**GIVEN RECORDS:**
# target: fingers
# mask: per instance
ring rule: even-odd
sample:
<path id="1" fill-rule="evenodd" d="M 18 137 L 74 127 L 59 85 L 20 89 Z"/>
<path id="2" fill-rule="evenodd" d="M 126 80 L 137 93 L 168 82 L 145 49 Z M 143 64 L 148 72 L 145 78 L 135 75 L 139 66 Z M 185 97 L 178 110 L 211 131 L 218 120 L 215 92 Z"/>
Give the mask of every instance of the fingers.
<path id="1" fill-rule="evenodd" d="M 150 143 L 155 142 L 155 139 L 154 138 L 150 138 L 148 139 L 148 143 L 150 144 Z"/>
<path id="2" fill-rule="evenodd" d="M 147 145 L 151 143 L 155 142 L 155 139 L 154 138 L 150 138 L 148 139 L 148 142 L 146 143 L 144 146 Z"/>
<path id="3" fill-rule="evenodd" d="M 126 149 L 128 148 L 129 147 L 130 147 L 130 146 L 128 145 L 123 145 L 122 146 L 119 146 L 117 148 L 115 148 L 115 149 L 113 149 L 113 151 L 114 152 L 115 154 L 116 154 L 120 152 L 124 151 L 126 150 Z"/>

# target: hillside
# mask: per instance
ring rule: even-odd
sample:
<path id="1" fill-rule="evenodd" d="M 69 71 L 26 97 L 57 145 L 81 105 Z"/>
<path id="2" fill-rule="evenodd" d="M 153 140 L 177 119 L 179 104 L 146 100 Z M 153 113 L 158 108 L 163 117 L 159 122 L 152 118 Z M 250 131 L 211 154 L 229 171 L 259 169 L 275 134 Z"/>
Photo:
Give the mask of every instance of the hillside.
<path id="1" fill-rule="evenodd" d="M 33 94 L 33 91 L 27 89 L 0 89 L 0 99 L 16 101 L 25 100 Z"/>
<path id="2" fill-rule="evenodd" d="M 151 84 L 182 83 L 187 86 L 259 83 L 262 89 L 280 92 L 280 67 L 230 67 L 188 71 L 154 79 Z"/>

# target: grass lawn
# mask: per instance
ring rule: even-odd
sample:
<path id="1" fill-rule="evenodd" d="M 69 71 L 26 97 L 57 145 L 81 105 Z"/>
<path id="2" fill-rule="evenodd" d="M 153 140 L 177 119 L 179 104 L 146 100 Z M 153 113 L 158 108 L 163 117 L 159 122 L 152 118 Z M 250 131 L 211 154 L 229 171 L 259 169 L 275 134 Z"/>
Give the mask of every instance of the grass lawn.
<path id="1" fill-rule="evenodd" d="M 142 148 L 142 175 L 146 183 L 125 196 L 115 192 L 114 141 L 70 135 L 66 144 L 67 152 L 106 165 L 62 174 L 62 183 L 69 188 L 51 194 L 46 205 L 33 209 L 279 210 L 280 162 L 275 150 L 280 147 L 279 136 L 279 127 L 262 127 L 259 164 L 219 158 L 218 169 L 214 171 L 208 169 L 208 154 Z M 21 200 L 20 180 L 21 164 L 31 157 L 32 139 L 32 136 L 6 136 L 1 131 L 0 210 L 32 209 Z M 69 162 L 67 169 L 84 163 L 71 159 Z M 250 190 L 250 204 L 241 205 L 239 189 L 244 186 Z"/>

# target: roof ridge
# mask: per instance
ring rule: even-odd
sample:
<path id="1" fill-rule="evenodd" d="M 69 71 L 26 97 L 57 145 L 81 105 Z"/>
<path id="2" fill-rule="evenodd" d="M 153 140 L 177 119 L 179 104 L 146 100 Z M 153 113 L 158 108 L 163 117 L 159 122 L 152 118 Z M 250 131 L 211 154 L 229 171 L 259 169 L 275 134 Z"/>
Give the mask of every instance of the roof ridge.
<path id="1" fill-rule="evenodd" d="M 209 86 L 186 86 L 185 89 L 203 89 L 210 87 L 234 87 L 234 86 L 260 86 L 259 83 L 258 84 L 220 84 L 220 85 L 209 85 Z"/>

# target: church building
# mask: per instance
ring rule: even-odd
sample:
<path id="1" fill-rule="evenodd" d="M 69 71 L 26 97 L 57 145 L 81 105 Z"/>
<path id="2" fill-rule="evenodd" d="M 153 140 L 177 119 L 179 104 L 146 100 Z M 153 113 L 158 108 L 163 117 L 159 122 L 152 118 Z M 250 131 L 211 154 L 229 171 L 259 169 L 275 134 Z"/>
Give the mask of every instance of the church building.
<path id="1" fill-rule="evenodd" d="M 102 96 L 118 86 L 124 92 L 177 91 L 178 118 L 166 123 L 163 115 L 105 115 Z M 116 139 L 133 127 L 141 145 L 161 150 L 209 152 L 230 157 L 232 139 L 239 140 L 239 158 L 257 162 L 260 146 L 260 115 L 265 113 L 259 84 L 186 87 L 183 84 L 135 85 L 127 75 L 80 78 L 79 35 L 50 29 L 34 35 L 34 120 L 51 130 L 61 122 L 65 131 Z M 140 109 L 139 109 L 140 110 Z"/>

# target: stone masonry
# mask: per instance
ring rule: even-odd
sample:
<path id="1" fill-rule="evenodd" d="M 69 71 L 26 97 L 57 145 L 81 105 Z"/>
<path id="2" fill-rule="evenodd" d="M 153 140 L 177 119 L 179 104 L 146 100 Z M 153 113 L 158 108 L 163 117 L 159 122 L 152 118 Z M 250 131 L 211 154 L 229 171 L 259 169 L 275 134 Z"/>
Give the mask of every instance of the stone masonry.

**EXERCISE BRIEF:**
Reproduce every line of the material above without changing anything.

**OUTPUT BELOW:**
# target: fingers
# mask: per instance
ring rule: even-odd
sample:
<path id="1" fill-rule="evenodd" d="M 18 137 L 74 127 L 59 85 L 20 89 Z"/>
<path id="2" fill-rule="evenodd" d="M 126 80 L 137 93 L 168 82 L 145 49 Z M 143 64 L 148 72 L 145 78 L 135 75 L 139 66 Z M 185 97 L 178 110 L 211 131 L 218 120 L 215 92 Z"/>
Give the mask of every instance of the fingers.
<path id="1" fill-rule="evenodd" d="M 150 143 L 155 142 L 155 139 L 154 138 L 150 138 L 148 139 L 148 143 L 150 144 Z"/>
<path id="2" fill-rule="evenodd" d="M 147 145 L 151 143 L 155 142 L 155 139 L 154 138 L 150 138 L 148 139 L 148 142 L 146 143 L 144 146 Z"/>
<path id="3" fill-rule="evenodd" d="M 126 149 L 128 148 L 129 147 L 130 147 L 130 146 L 128 145 L 123 145 L 122 146 L 119 146 L 117 148 L 115 148 L 115 149 L 113 149 L 113 151 L 114 152 L 115 154 L 116 154 L 120 152 L 124 151 L 126 150 Z"/>

# target: hillside
# mask: per instance
ring rule: even-odd
sample:
<path id="1" fill-rule="evenodd" d="M 69 71 L 26 97 L 57 145 L 81 105 Z"/>
<path id="2" fill-rule="evenodd" d="M 153 140 L 177 119 L 179 104 L 146 100 Z M 153 113 L 158 108 L 163 117 L 159 122 L 152 118 Z M 250 131 L 211 154 L 229 171 L 259 169 L 275 134 Z"/>
Photo:
Give the mask of every instance of the hillside.
<path id="1" fill-rule="evenodd" d="M 33 94 L 33 91 L 27 89 L 0 89 L 0 99 L 16 101 L 25 100 Z"/>
<path id="2" fill-rule="evenodd" d="M 151 84 L 182 83 L 187 86 L 259 83 L 262 89 L 280 92 L 280 67 L 230 67 L 188 71 L 154 79 Z"/>

# target: grass lawn
# mask: per instance
ring rule: even-odd
sample:
<path id="1" fill-rule="evenodd" d="M 69 71 L 26 97 L 57 145 L 81 105 Z"/>
<path id="2" fill-rule="evenodd" d="M 153 140 L 177 119 L 179 104 L 146 100 Z M 153 113 L 158 108 L 163 117 L 159 122 L 152 118 Z M 250 131 L 211 154 L 229 171 L 259 169 L 275 134 Z"/>
Give the mask of every instance of the grass lawn.
<path id="1" fill-rule="evenodd" d="M 142 148 L 142 175 L 146 183 L 125 196 L 115 192 L 114 141 L 70 135 L 66 144 L 67 152 L 106 165 L 62 174 L 62 183 L 69 188 L 51 194 L 46 205 L 33 209 L 279 210 L 280 162 L 275 150 L 280 147 L 279 136 L 279 127 L 262 127 L 259 164 L 219 158 L 218 169 L 214 171 L 208 169 L 208 154 Z M 21 200 L 20 180 L 21 164 L 31 157 L 32 139 L 32 136 L 6 136 L 1 131 L 0 210 L 32 209 Z M 69 162 L 67 169 L 84 163 L 71 159 Z M 250 190 L 250 204 L 241 205 L 239 189 L 244 186 Z"/>

# target: roof ridge
# mask: per instance
ring rule: even-odd
sample:
<path id="1" fill-rule="evenodd" d="M 69 71 L 26 97 L 57 145 L 81 105 Z"/>
<path id="2" fill-rule="evenodd" d="M 153 140 L 177 119 L 179 104 L 146 100 Z M 153 113 L 158 108 L 163 117 L 159 122 L 152 118 Z M 250 131 L 211 154 L 229 171 L 259 169 L 275 134 Z"/>
Give the mask of every instance of the roof ridge.
<path id="1" fill-rule="evenodd" d="M 209 86 L 186 86 L 185 89 L 203 89 L 210 87 L 234 87 L 234 86 L 260 86 L 259 83 L 258 84 L 220 84 L 220 85 L 209 85 Z"/>

# target: church building
# mask: per instance
ring rule: even-odd
sample:
<path id="1" fill-rule="evenodd" d="M 69 71 L 26 97 L 57 145 L 81 105 Z"/>
<path id="2" fill-rule="evenodd" d="M 153 140 L 177 119 L 179 104 L 146 100 Z M 153 113 L 158 108 L 163 117 L 159 122 L 152 118 Z M 250 131 L 211 154 L 229 171 L 259 169 L 275 134 Z"/>
Give the mask of every instance of the church building.
<path id="1" fill-rule="evenodd" d="M 102 96 L 118 86 L 124 92 L 177 91 L 178 118 L 166 123 L 163 115 L 105 115 Z M 116 139 L 133 127 L 141 145 L 161 150 L 209 152 L 230 157 L 232 139 L 239 140 L 239 158 L 257 162 L 260 146 L 260 115 L 265 113 L 259 84 L 186 87 L 183 84 L 135 85 L 127 75 L 80 78 L 79 35 L 50 29 L 34 35 L 34 120 L 51 130 L 61 122 L 65 131 Z M 140 109 L 139 109 L 140 110 Z"/>

# target: stone masonry
# mask: per instance
ring rule: even-odd
sample:
<path id="1" fill-rule="evenodd" d="M 69 71 L 26 97 L 57 145 L 81 105 Z"/>
<path id="2" fill-rule="evenodd" d="M 153 140 L 177 119 L 179 104 L 146 100 Z M 153 113 L 158 108 L 163 117 L 159 122 L 152 118 Z M 250 131 L 211 154 L 229 171 L 259 169 L 275 134 Z"/>
Give the mask of every instance of the stone masonry.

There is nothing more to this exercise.